> _Brief_:
Copy every record below exactly as it appears.

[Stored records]
::::

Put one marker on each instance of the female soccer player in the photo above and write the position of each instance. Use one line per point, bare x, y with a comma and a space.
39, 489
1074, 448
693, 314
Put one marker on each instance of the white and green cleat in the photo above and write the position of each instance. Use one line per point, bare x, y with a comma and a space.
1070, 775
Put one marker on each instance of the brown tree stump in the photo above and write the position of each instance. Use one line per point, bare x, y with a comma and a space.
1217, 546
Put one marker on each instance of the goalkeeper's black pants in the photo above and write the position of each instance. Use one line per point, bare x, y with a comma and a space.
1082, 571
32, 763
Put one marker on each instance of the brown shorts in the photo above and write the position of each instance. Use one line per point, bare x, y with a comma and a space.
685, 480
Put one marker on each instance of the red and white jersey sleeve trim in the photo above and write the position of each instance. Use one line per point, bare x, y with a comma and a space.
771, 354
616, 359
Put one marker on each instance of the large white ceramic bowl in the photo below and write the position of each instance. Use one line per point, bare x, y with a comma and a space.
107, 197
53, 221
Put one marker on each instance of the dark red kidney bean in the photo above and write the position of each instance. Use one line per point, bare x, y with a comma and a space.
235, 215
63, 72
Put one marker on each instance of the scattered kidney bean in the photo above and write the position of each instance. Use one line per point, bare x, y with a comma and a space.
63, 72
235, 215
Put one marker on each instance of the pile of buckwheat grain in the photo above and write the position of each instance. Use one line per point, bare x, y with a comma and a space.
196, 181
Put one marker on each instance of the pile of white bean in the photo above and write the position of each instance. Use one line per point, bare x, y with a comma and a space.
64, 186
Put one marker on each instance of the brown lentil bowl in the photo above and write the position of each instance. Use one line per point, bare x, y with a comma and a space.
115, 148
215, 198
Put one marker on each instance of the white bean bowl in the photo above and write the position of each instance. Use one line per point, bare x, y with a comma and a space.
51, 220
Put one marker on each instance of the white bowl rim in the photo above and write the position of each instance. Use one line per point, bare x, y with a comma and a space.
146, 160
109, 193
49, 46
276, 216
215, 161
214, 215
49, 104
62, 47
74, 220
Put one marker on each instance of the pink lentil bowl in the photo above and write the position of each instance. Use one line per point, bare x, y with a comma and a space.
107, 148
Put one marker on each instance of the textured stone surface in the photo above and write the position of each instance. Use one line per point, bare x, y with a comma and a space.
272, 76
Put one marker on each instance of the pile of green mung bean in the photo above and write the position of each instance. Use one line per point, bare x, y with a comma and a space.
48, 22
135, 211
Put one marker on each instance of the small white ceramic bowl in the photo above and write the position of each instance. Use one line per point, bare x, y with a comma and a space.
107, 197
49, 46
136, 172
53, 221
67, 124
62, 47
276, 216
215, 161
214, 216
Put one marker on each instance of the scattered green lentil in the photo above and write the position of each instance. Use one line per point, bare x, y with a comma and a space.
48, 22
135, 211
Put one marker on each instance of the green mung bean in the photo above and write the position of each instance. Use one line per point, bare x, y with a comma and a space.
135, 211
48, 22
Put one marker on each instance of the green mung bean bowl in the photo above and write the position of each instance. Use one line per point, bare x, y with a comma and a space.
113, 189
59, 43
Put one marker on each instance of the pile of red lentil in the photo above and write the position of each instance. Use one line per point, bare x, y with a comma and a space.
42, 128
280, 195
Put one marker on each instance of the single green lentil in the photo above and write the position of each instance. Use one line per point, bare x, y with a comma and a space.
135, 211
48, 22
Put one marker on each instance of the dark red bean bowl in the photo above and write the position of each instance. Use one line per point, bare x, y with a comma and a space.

::::

> _Result of the exercise_:
Put one marker on each instance of the female soccer player in the photo above and write the position of each instance. Use one line per point, bare x, y with a comma and a space.
39, 489
1074, 448
693, 314
Put one marker on each instance of the white and green cleat in the photo above and write the position of each instance. Use one line per point, bare x, y with a comma and a space.
1070, 775
Put one marker on each instance of the brown tree stump in the photo above and write the position of each instance. Use one line per point, bare x, y with a comma and a space.
1217, 546
Put one marker on each instance of the goalkeeper's black pants in the photo above and write the position of each instance. Use one line per point, bare x, y with a comma and a space.
1082, 571
32, 763
Put one marker on each instance of the brown shorts in the photo above and write the position of each instance. Use one line per point, bare x, y with a comma and a space.
685, 480
Put one marker on each instance of the red and white jersey sleeve trim in the photo above and write the position of each instance. Use one line per point, bare x, y with a comma and a space.
771, 354
616, 359
Put one marker on each instance of the large white ceramic bowl in the photo below and write the position of each instance. Use one line per point, bare x, y with a comma and a space.
107, 197
53, 221
Put one marker on each instance of the dark red kidney bean in the photo above and write the position of each instance. Use one line per point, bare x, y with a comma and a space.
235, 215
63, 72
Put one marker on each instance of the scattered kidney bean in the photo above and write the position of each instance. Use one line per point, bare x, y with a comma and a space.
63, 72
235, 215
Put one marker on each instance of the pile of buckwheat grain in the photo above and write the position of each instance. Use one line per point, bare x, y with a comma and a space.
196, 181
Put one marker on each instance of the pile of white bean in the photo above and write the position of each instance. Use one line per point, bare x, y with a comma and a space.
64, 186
Put one marker on each instance of the brown lentil bowl in the photo above and write the position of each instance. Use one line per point, bare x, y with a comma and a space.
115, 148
215, 198
Put one marker on each instance of the white bean bowl in the photo above and write the position of each instance. Use one line per point, bare x, y with a comma and a space.
51, 220
Put one marker on each instance of the white bowl rim in the photo above and write the position of each instance. Use one line per point, bare x, y with a comma and a space.
146, 160
109, 193
49, 46
276, 216
215, 161
214, 215
49, 104
62, 47
74, 220
Put one marker on each instance of the pink lentil bowl in the photo above and write the position of each instance. Use one line per point, bare x, y with a comma and a space.
107, 148
Put one marker on each instance of the textured stone surface in the photo above and write the position of each instance. Use one line per point, bare x, y with a comma and a space.
272, 76
Put one marker on each instance of the pile of green mung bean in the photo above and write the position of each instance. Use one line per point, bare x, y with a comma and a space.
48, 22
135, 211
Put one marker on each instance of the small white ceramic bowl in the photo above and write the position of each instance. Use one line per point, bare x, y with a comma and a space.
107, 197
49, 46
136, 172
53, 221
67, 124
62, 47
276, 216
215, 161
214, 216
Put one marker on each instance of the scattered green lentil in the photo above and write the position of each instance. Use one line per point, bare x, y with a comma and a space.
48, 22
135, 211
Put one marker on each instance of the green mung bean in the photo above and write the position of each instance. Use one line per point, bare x, y with a comma and a space.
135, 211
48, 22
Put one marker on each instance of the green mung bean bowl in the photo above and write the position of each instance. Use one line per point, bare x, y with a comma and a space.
113, 189
59, 43
Put one marker on each instance of the pile of red lentil in the photo above and write the position of each instance. Use one line per point, bare x, y with a comma and a space.
42, 128
280, 195
Put one marker on each instance of the single green lentil in the photo above and write the position of each instance. Use one line per point, bare x, y with a comma and a space.
135, 211
48, 22
Put one marker on each instance of the dark red bean bowl in the photo above and write the position of each instance. Use one line per point, bare x, y with a comma and a space.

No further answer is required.